▸ Exercise: Starting with the line that contains "the black-framed glasses", copy every line through the end of the data below, exactly and with nothing added.

(Stored data)
######
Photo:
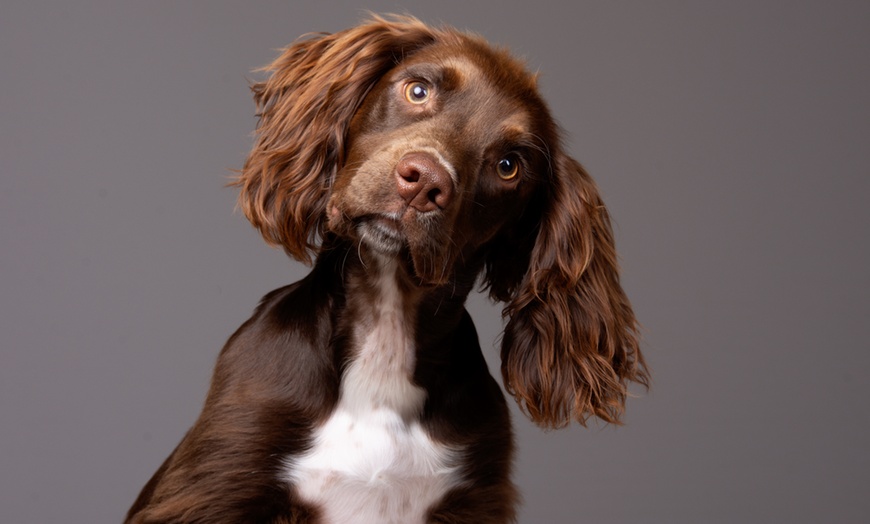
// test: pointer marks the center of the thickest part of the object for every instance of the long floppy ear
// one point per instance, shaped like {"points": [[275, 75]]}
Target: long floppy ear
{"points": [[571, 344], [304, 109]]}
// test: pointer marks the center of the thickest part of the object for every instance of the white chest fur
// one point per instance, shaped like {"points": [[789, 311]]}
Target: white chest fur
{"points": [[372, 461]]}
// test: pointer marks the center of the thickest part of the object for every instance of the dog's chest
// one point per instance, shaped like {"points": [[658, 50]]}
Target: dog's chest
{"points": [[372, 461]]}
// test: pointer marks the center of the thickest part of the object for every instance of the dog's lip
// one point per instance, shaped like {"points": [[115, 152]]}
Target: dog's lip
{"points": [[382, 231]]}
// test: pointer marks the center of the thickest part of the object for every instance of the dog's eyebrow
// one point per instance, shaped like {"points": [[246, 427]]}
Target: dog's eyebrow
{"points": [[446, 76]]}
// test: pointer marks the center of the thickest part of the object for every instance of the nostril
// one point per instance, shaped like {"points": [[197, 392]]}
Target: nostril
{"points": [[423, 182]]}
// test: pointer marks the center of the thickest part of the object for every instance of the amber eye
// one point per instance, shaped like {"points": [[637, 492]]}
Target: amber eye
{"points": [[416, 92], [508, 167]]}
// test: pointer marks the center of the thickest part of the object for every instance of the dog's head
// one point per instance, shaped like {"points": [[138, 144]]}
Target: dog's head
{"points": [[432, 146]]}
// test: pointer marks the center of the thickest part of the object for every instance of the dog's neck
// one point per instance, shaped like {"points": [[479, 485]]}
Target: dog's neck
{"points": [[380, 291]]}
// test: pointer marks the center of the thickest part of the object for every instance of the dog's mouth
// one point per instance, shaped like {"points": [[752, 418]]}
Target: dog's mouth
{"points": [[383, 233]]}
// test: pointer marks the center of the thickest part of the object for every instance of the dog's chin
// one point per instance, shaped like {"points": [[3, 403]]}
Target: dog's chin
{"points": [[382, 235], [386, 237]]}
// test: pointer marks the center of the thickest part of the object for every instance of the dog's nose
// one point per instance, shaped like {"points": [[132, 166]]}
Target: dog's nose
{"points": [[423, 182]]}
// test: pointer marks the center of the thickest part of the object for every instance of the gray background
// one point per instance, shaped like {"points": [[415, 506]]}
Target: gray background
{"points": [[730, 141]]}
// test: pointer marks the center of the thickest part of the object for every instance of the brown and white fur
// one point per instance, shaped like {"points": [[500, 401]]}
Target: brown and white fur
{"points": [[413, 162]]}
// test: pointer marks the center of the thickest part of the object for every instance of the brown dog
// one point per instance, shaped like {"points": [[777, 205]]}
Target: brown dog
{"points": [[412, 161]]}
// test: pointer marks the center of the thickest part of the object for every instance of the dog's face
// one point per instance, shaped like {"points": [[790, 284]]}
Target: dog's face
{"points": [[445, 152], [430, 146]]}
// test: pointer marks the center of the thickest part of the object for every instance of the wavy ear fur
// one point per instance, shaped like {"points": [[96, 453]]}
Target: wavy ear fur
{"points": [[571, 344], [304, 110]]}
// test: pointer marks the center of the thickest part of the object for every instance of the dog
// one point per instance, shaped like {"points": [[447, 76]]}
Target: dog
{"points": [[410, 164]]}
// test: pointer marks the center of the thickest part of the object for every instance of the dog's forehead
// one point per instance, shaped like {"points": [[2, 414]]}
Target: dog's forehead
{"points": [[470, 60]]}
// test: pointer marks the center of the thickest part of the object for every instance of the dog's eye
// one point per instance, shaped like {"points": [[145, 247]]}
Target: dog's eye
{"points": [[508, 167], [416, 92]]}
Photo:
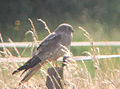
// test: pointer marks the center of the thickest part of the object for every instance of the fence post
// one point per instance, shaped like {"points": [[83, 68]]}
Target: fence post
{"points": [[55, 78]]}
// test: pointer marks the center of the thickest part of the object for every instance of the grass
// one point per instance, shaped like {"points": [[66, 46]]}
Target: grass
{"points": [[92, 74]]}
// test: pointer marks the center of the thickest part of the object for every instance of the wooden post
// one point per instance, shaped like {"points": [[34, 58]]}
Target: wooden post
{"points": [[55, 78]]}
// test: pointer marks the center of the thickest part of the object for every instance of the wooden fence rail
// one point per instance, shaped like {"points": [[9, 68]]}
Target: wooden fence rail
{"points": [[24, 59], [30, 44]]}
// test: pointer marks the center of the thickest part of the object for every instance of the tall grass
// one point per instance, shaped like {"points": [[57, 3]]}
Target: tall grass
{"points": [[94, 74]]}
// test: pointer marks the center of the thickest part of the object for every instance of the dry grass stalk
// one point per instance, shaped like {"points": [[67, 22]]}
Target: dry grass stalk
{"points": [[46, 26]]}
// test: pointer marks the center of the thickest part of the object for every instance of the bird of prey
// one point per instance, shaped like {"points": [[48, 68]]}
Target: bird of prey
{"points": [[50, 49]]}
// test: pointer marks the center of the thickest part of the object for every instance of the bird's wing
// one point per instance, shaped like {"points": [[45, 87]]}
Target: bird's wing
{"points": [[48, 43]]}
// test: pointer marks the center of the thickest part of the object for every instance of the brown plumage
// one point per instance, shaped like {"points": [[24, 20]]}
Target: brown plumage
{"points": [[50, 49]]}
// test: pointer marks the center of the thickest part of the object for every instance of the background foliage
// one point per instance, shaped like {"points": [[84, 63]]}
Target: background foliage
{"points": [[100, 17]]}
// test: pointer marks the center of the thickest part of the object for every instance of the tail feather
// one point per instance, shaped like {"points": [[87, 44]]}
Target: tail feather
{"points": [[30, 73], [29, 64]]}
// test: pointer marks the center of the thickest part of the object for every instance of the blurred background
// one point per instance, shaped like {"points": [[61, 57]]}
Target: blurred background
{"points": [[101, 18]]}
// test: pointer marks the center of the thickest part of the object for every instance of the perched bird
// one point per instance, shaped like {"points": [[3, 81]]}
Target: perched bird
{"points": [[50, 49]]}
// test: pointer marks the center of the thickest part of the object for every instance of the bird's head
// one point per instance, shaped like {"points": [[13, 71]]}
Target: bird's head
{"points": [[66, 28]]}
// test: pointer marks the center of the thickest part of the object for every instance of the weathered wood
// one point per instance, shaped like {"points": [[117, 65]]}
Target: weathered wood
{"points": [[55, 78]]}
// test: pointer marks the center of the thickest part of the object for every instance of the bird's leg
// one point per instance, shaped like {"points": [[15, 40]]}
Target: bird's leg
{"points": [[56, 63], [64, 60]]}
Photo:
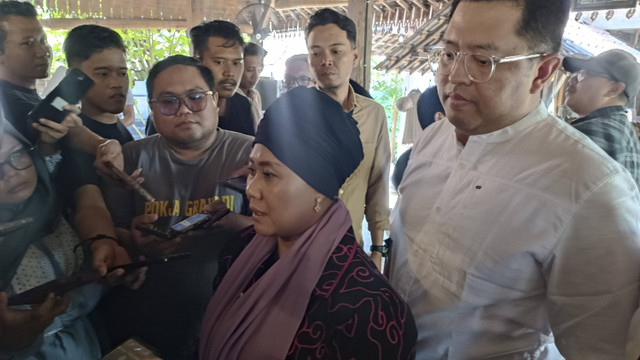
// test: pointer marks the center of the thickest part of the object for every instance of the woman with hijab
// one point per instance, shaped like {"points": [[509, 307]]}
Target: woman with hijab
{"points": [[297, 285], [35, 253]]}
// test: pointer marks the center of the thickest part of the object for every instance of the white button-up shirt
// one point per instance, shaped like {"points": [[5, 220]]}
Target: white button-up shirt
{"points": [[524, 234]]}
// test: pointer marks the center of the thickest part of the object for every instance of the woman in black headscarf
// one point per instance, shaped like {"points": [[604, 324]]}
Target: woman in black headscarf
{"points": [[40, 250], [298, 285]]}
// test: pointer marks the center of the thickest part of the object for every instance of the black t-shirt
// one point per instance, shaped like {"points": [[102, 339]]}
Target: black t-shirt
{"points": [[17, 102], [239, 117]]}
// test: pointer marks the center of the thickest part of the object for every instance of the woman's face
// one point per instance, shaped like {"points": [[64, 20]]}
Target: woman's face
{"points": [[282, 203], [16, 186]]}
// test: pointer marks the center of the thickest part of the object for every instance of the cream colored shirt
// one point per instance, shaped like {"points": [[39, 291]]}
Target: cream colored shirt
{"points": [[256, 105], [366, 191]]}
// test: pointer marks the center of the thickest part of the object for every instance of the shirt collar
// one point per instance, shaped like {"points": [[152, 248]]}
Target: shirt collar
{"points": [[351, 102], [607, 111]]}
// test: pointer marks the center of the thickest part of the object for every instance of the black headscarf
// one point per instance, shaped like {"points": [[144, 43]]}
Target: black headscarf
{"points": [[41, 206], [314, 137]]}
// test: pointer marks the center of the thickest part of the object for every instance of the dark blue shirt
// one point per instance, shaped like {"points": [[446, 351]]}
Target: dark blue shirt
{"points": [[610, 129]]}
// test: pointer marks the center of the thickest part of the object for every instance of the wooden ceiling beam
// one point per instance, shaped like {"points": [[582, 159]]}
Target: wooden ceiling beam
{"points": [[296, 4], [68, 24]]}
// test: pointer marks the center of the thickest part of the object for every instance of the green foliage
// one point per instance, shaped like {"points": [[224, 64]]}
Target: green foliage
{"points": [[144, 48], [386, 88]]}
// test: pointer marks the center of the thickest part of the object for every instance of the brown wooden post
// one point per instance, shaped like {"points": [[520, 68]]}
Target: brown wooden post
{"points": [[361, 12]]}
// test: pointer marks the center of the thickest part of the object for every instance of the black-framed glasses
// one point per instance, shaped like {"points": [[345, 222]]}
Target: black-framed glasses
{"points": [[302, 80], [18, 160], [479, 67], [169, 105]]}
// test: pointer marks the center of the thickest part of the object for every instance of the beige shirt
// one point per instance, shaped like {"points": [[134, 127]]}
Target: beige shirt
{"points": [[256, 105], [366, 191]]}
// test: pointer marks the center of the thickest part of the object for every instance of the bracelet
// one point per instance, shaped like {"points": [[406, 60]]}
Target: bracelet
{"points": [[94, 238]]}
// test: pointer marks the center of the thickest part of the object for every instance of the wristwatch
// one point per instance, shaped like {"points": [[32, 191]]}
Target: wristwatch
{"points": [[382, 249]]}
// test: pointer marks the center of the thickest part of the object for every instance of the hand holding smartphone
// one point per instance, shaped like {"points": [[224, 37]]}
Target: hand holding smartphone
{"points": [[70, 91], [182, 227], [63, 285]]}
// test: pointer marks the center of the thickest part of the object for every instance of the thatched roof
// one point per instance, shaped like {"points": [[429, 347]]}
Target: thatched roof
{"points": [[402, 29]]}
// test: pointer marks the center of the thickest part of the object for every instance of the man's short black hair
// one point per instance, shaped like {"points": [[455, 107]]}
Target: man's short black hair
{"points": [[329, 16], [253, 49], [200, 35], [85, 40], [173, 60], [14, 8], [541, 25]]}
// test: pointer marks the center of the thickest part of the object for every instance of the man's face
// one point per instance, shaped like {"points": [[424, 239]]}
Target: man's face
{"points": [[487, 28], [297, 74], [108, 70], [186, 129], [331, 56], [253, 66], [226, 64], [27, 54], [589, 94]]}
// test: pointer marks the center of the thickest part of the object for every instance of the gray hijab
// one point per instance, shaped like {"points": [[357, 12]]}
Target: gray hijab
######
▸ Reply to the exercise:
// test: pointer marks the center of the thickest part of the object for every instance of the black-framed glasses
// one point per instance, shaped like {"points": [[345, 222]]}
Target: black-framed glasses
{"points": [[302, 80], [18, 160], [479, 67], [169, 105]]}
// test: pointer marks the center of the thickest part of the object for every instance of the beige shirt
// one point per instance, shaped like {"points": [[134, 127]]}
Target: beige shirt
{"points": [[256, 105], [366, 191]]}
// test: pointer marks the center of the thickest part of the object for every instance of the bracelet
// one point per instance, shaped like {"points": [[406, 60]]}
Target: bracelet
{"points": [[94, 238]]}
// test: pointer marks the center of the thickest part of the object for every instance of the wristwatch
// one point per instance, shaped like {"points": [[32, 191]]}
Target: wristwatch
{"points": [[382, 249]]}
// test: pointer marks the center of the thickest part of the object for every instance of the hand holding smartphone
// one point per instance, shaped like {"points": [[224, 37]]}
Target: hand holding smartphone
{"points": [[70, 91], [182, 227], [63, 285]]}
// test: pointer marks the center of the thickest part of the object for every instance of the thatched roof
// one point per instance, shaped like {"points": [[429, 347]]}
Target: thatched roof
{"points": [[402, 29]]}
// test: pointer marks the center of the thickest part of the object for every instance of the man's short black hair
// one point per instance, shaped like {"points": [[455, 107]]}
Target: man's short black hair
{"points": [[329, 16], [253, 49], [200, 35], [85, 40], [173, 60], [14, 8], [541, 25]]}
// test: pointer marks the center of the thickest part of the object for every instance of the man's face
// one point per instance, shaped like {"points": [[424, 239]]}
Target: man's face
{"points": [[487, 28], [297, 74], [108, 70], [186, 129], [331, 56], [253, 66], [226, 64], [27, 54], [589, 94]]}
// test: pointer marks the center of the thickest part of the object for every instance of the gray hijab
// one point per instance, shaped like {"points": [[357, 12]]}
Target: gray hijab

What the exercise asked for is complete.